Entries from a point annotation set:
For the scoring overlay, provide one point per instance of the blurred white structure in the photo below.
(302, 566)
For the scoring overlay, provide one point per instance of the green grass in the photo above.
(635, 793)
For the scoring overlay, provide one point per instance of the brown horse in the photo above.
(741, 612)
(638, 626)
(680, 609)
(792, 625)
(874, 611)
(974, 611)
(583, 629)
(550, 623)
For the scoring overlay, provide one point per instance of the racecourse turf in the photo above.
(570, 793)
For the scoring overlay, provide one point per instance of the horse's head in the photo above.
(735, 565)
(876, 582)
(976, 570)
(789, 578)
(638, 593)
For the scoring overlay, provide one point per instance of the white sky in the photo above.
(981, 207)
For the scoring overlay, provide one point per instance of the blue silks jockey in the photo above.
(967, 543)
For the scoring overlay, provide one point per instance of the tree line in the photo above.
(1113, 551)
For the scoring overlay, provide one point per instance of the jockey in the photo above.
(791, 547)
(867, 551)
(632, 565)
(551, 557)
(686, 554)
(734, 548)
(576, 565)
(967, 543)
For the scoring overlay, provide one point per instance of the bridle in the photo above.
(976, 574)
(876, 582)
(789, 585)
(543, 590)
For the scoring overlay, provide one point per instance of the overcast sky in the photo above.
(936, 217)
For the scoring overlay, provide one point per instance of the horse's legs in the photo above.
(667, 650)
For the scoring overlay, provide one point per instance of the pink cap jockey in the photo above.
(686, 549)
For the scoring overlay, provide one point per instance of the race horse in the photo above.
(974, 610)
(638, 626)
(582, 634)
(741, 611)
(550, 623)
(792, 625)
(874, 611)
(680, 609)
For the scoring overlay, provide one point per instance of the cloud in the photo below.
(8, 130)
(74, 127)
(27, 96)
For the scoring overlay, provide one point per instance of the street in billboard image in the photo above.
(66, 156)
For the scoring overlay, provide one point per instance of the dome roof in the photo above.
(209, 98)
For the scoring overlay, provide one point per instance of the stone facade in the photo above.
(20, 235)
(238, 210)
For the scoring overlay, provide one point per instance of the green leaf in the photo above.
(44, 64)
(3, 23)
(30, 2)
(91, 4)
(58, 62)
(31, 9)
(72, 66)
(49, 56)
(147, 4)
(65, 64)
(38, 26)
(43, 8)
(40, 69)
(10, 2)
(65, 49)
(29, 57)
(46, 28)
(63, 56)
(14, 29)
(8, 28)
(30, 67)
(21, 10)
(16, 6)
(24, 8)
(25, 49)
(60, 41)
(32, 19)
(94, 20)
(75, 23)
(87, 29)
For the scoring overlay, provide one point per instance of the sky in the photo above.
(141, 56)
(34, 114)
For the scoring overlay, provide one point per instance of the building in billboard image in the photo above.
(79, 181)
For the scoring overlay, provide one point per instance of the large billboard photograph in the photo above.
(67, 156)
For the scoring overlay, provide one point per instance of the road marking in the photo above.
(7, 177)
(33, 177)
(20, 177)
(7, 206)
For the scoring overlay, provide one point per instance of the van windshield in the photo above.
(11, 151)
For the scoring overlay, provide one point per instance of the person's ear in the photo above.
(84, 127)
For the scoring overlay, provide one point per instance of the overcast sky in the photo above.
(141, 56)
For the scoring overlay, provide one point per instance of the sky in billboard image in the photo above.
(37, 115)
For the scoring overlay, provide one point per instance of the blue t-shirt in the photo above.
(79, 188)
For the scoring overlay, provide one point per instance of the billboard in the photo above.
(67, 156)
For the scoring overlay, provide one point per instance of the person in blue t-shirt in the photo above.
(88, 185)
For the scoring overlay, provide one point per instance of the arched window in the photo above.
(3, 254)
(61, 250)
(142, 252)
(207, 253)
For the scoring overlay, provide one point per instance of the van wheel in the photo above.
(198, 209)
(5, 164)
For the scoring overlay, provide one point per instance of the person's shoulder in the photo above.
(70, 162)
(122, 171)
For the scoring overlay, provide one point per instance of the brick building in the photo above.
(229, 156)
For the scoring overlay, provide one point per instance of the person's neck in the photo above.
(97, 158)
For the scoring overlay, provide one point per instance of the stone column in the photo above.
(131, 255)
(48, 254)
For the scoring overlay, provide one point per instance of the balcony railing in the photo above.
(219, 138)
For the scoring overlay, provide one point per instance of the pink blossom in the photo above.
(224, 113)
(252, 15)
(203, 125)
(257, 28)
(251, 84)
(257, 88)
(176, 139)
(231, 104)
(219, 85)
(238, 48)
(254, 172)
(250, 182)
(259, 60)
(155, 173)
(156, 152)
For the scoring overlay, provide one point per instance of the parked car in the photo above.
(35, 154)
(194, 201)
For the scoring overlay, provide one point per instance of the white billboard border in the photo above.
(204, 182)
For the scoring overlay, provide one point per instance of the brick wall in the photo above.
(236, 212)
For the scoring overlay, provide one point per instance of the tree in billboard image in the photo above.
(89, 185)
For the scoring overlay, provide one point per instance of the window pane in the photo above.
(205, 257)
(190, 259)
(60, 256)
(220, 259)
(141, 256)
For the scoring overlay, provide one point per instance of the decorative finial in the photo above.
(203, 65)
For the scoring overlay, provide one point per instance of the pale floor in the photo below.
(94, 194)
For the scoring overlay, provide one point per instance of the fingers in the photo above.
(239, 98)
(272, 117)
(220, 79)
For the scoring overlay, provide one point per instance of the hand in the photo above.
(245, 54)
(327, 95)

● WHAT THE TASK REQUIRES
Output the material above again, word for word and unchanged.

● IN RESPONSE
For the scoring overlay, provide one point per instance of the blurred white structure in the photo below.
(302, 566)
For the scoring overlay, provide one point per instance of the green grass in the photo above.
(635, 793)
For the scoring overlay, provide one point per instance of the brown horse in the photo above.
(741, 612)
(638, 626)
(680, 609)
(792, 625)
(874, 611)
(974, 611)
(583, 629)
(550, 623)
For the scoring overlay, provide one point per instance of the racecourse turf in the photo above.
(570, 793)
For the scoring overlay, provide one point per instance of the horse's head in the photo above.
(735, 565)
(876, 582)
(976, 570)
(789, 578)
(638, 593)
For the scoring overlay, provide one point per instance of the white sky in the photo above.
(981, 207)
For the scoring overlay, provide one point per instance of the blue silks jockey in the photo above.
(967, 543)
For the scoring overlay, provide one point per instance of the tree line in the photo above.
(1113, 551)
For the scoring overlay, provide one point per instance of the jockey in the photo above.
(791, 547)
(867, 551)
(632, 565)
(551, 557)
(686, 554)
(734, 548)
(576, 565)
(967, 543)
For the scoring overlay, provide one point per instance of the bridle in the photo above.
(976, 574)
(876, 582)
(789, 585)
(543, 590)
For the scoring overlay, provide one point per instance of the overcast sky in the photo above.
(936, 217)
For the scoring overlay, provide one point per instance of the horse's legs in the photo above.
(667, 650)
For the scoring overlay, provide one point per instance of the pink cap jockey in the photo above.
(686, 549)
For the scoring overlay, provide one point per instance of the race horse in the photo above.
(974, 610)
(638, 626)
(582, 634)
(741, 611)
(550, 623)
(792, 625)
(874, 611)
(680, 609)
For the scoring overlay, provide one point per instance of the cloud in the photo below.
(8, 130)
(74, 127)
(27, 96)
For the scoring overlay, provide one point per instance of the street in billboard image in the photo above.
(66, 156)
For the scoring overlay, provide one point per instance of the dome roof in the photo above.
(209, 98)
For the scoring overlay, provide one point per instance of the stone facade in the photo above.
(20, 235)
(238, 210)
For the scoring overlay, provide one point per instance of the green leaf in the photo above.
(44, 64)
(3, 23)
(30, 2)
(91, 4)
(58, 62)
(31, 9)
(72, 66)
(49, 56)
(147, 4)
(65, 64)
(38, 26)
(43, 8)
(40, 69)
(10, 2)
(65, 49)
(29, 57)
(46, 28)
(63, 56)
(14, 29)
(8, 28)
(30, 67)
(21, 10)
(16, 6)
(24, 8)
(25, 49)
(60, 41)
(32, 19)
(94, 20)
(75, 23)
(87, 29)
For the scoring overlay, provide one point per instance of the sky in the photo above.
(141, 56)
(34, 114)
For the scoring overlay, provide one point per instance of the building in billboard image in the photo above.
(79, 181)
For the scoring overlay, provide one point per instance of the large billboard photograph in the photo above.
(67, 156)
For the scoring overlay, provide one point per instance of the road marking in the photo above.
(7, 177)
(33, 177)
(20, 177)
(7, 206)
For the scoring overlay, provide one point per instance of the van windshield in the photo above.
(11, 151)
For the scoring overlay, provide one point per instance of the person's ear in the photo above.
(84, 127)
For the scoring overlay, provide one point per instance of the overcast sky in the photo above.
(141, 56)
For the scoring overlay, provide one point per instance of the sky in billboard image in the photo above.
(37, 115)
For the scoring overlay, provide one point per instance of the blue t-shirt in the photo above.
(79, 188)
For the scoring overlay, provide one point per instance of the billboard in the photo above.
(67, 156)
For the scoring overlay, provide one point per instance of the person in blue t-shirt in the photo above.
(88, 185)
For the scoring overlay, provide one point per instance of the arched window in the photo above.
(3, 254)
(61, 250)
(142, 252)
(207, 253)
For the scoring overlay, provide one point per instance of the van wheel in the photo above.
(198, 209)
(5, 164)
For the scoring overlay, provide one point per instance of the person's shoulder in the photo above.
(70, 162)
(122, 171)
For the scoring overlay, provide one point per instance of the brick building in the photo above.
(229, 156)
For the scoring overlay, provide one point per instance of the person's neck in the photo above.
(97, 158)
For the scoring overlay, provide one point per instance of the stone column in the photo above.
(131, 255)
(48, 254)
For the scoring overlay, provide one point per instance of the balcony railing in the photo above.
(219, 138)
For the scoring overlay, provide one point per instance of the pink blossom in the photo above.
(224, 113)
(252, 15)
(203, 125)
(257, 28)
(251, 84)
(257, 88)
(176, 139)
(231, 104)
(219, 85)
(238, 48)
(254, 172)
(250, 182)
(259, 60)
(155, 173)
(156, 152)
For the scoring overlay, provide one point per instance of the parked car in the photo above.
(35, 154)
(194, 201)
For the scoring overlay, provide one point per instance of the white billboard border in the photo above.
(204, 182)
For the scoring overlay, provide one point per instance of the brick wall in the photo above.
(236, 212)
For the scoring overlay, provide one point per instance of the tree in billboard image in the photo above.
(89, 185)
For the scoring overlay, provide one point per instance of the window pane in the photo above.
(205, 257)
(190, 259)
(60, 256)
(220, 259)
(141, 256)
For the scoring overlay, provide one point per instance of the decorative finial in the photo above.
(203, 65)
For the scoring overlay, provide one point per instance of the pale floor in the photo below.
(94, 194)
For the scoring overlay, provide one point per instance of the fingers in the photo above.
(239, 98)
(272, 117)
(220, 79)
For the scoring overlay, provide one point per instance of the hand in the photo above.
(245, 54)
(327, 95)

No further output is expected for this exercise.